Set problem A :: In the passage on the interstellar cloud the solar system is passing through, how wide is the Local Interstellar Cloud said to be?
Set problem B :: Carry on the article about the Local Interstellar Cloud from the last sentence shown.

Quoted text ::
******
Posted on 12/23/2009 8:42:00 PM PST by PeaceBeWithYou

December 23, 2009: The solar system is passing through an interstellar cloud that physics says should not exist. In the Dec. 24th issue of Nature, a team of scientists reveal how NASA's Voyager spacecraft have solved the mystery.

"Using data from Voyager, we have discovered a strong magnetic field just outside the solar system," explains lead author Merav Opher, a NASA Heliophysics Guest Investigator from George Mason University. "This magnetic field holds the interstellar cloud together and solves the long-standing puzzle of how it can exist at all."

The discovery has implications for the future when the solar system will eventually bump into other, similar clouds in our arm of the Milky Way galaxy.

Astronomers call the cloud we're running into now the Local Interstellar Cloud or "Local Fluff" for short. It's about 30 light years wide and contains a wispy mixture of hydrogen and helium atoms at a temperature of 6000 C. The existential mystery of the Fluff has to do with its surroundings. About 10 million years ago, a cluster of supernovas exploded nearby, creating a giant bubble of million-degree gas. The Fluff is completely surrounded by this high-pressure supernova exhaust and should be crushed or dispersed by it.
******
Recorded information ::
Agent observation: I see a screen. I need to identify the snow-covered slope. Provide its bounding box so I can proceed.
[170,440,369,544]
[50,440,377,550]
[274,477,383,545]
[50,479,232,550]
******
Task output A :: About 30 light years wide.

Task output B ::
"The observed temperature and density of the local cloud do not provide enough pressure to resist the 'crushing action' of the hot gas around it," says Opher.

So how does the Fluff survive? The Voyagers have found an answer.

"Voyager data show that the Fluff is much more strongly magnetized than anyone had previously suspected—between 4 and 5 microgauss*," says Opher. "This magnetic field can provide the extra pressure required to resist destruction."

NASA's two Voyager probes have been racing out of the solar system for more than 30 years. They are now beyond the orbit of Pluto and on the verge of entering interstellar space—but they are not there yet.

"The Voyagers are not actually inside the Local Fluff," says Opher. "But they are getting close and can sense what the cloud is like as they approach it."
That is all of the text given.